*Stored records*

-- begin --

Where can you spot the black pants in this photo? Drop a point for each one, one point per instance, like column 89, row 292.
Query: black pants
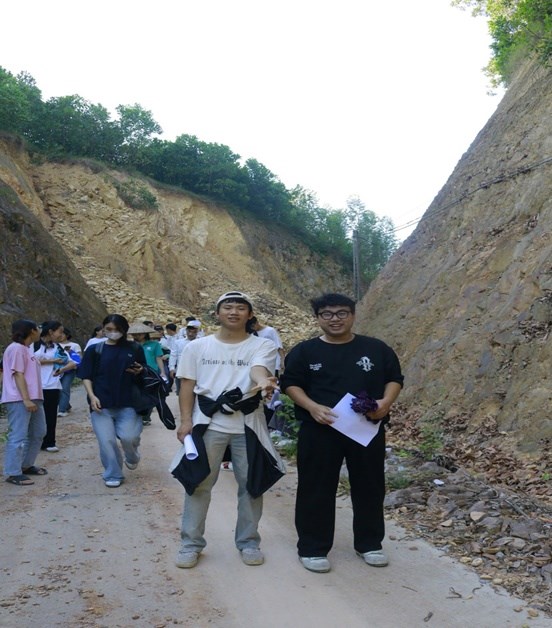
column 51, row 401
column 320, row 454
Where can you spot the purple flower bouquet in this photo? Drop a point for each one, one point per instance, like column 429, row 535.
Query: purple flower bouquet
column 364, row 404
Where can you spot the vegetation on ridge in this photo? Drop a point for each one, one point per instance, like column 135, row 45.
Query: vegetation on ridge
column 70, row 126
column 517, row 28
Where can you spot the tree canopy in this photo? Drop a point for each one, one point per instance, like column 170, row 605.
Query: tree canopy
column 517, row 27
column 70, row 126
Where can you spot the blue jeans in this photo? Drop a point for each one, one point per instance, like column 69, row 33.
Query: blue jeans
column 65, row 392
column 25, row 434
column 109, row 425
column 196, row 505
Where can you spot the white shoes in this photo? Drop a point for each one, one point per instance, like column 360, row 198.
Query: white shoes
column 186, row 559
column 375, row 558
column 252, row 556
column 113, row 483
column 318, row 564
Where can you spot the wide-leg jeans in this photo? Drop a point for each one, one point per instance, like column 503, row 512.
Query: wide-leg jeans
column 25, row 434
column 196, row 505
column 109, row 425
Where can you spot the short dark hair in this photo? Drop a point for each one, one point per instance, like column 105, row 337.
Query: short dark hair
column 332, row 299
column 48, row 326
column 22, row 329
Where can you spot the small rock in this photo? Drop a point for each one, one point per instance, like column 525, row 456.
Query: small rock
column 477, row 515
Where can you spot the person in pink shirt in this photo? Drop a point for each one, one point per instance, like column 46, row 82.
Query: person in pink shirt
column 23, row 399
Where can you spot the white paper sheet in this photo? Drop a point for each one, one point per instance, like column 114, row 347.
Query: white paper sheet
column 353, row 424
column 188, row 449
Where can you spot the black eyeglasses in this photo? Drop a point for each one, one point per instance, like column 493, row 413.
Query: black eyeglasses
column 326, row 315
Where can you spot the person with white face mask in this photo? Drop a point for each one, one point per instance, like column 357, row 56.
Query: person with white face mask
column 108, row 371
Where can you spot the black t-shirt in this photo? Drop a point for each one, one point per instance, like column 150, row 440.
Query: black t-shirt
column 326, row 372
column 107, row 370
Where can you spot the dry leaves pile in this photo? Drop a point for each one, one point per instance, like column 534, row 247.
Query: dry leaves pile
column 469, row 492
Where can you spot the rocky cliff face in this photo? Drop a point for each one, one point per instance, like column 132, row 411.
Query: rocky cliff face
column 38, row 280
column 467, row 300
column 160, row 264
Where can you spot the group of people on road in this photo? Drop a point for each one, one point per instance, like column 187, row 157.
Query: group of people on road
column 40, row 363
column 221, row 381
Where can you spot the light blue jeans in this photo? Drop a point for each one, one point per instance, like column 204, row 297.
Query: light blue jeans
column 25, row 434
column 197, row 505
column 65, row 392
column 117, row 423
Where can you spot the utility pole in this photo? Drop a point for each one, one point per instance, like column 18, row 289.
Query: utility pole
column 356, row 265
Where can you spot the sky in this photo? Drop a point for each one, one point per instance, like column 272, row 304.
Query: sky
column 372, row 99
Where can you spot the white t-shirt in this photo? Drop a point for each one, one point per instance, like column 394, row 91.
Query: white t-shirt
column 50, row 381
column 94, row 341
column 272, row 334
column 218, row 366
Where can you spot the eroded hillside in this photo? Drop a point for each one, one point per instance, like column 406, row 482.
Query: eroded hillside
column 467, row 300
column 166, row 263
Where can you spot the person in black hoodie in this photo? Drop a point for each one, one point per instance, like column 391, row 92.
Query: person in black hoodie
column 108, row 371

-- end --

*Directions*
Reproduce exactly, with nothing added, the lines from the one that contains "Where can you spot the light" to the end of the data.

*Solution to the exercise*
Where can you spot the light blue jeans in this photo? Drop a point for each one, one point per instance, like column 204, row 297.
Query: light blue jeans
column 25, row 434
column 197, row 505
column 65, row 392
column 117, row 423
Where can you spot the utility pole in this photo? Drop a point for each one, one point per instance, like column 18, row 289.
Query: utility pole
column 356, row 265
Where can you spot the sky in this photo? Drop a point for each one, one point per instance, like column 272, row 304.
Query: sky
column 372, row 99
Where can you spot the white t-shirt in this photo? Drop a point for each one, one point per instance, like column 394, row 91.
Query: white t-shirt
column 50, row 381
column 94, row 341
column 272, row 334
column 218, row 366
Where can you spot the eroded hillside in this photo? Drop a point for each one, one point per instance, like column 406, row 482.
Query: eroded hillside
column 467, row 300
column 166, row 263
Where can you spot the person in black hoodie in this photo? Drop a point for each one, one point per instance, like column 391, row 92.
Query: person in black hoodie
column 108, row 371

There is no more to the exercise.